▸ THE DATA
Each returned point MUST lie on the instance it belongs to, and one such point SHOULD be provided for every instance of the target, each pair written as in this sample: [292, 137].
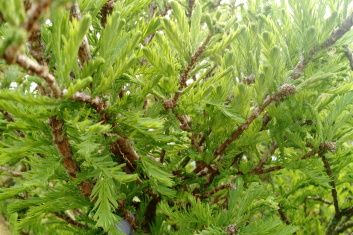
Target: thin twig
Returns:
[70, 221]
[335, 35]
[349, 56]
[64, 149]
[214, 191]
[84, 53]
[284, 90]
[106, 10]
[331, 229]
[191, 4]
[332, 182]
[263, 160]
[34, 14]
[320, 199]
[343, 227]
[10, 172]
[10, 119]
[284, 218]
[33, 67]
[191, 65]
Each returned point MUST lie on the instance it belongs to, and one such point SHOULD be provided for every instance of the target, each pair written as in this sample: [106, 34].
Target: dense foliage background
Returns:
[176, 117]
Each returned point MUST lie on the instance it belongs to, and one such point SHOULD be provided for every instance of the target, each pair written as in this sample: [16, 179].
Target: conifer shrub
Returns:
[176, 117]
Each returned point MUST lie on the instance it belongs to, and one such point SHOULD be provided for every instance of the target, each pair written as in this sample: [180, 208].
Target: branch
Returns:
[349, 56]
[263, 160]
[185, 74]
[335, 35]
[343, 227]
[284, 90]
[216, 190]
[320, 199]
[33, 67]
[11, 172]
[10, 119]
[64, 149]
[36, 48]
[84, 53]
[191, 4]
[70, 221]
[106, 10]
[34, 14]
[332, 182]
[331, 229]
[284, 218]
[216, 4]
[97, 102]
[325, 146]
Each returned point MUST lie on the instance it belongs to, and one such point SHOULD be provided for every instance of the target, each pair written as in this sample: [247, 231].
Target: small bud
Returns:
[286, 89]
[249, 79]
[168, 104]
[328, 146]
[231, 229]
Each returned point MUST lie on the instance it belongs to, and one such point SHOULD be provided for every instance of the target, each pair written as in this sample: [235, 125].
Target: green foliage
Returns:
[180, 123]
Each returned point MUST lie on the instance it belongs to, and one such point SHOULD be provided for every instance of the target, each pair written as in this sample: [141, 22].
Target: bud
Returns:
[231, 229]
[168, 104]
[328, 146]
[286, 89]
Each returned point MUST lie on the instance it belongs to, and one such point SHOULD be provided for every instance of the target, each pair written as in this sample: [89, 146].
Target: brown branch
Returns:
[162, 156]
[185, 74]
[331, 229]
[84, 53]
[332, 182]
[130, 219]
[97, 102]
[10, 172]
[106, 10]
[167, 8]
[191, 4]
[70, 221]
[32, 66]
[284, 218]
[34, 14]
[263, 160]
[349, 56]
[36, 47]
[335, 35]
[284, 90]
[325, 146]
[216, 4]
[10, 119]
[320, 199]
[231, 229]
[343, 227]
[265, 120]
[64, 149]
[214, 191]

--

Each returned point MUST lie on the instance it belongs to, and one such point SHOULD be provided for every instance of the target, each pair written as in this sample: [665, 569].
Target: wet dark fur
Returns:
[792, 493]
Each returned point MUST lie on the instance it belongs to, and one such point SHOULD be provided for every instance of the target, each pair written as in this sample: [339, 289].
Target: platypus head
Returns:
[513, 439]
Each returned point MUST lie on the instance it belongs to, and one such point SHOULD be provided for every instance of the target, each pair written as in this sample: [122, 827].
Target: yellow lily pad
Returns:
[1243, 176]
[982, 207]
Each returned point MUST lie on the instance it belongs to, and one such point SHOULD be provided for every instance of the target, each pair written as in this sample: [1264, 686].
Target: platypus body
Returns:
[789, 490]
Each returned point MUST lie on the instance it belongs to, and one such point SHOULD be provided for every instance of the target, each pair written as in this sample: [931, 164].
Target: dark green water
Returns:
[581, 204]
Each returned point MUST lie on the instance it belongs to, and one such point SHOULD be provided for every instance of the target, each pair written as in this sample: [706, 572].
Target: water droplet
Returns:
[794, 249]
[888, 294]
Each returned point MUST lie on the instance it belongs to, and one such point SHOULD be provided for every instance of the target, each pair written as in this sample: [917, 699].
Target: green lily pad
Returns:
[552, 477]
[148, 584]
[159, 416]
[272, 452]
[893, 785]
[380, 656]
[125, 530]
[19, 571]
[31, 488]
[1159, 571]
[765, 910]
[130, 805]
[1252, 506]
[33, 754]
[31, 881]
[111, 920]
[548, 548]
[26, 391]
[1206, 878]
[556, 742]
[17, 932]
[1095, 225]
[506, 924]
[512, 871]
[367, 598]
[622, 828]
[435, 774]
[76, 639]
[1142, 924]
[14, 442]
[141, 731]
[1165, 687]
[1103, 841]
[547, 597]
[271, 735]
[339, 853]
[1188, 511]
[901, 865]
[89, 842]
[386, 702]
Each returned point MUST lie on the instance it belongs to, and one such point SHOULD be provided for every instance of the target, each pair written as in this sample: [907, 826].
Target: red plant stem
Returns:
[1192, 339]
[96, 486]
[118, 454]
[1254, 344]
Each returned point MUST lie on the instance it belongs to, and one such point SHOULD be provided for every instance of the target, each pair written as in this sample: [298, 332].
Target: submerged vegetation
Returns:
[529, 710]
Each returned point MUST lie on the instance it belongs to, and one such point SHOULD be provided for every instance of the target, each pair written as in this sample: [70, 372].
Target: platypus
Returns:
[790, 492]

▸ DIRECTIONS
Lines of the material may hold the string "water". Copy each one that does.

▸ TASK RESULT
Target: dark green water
Target: water droplet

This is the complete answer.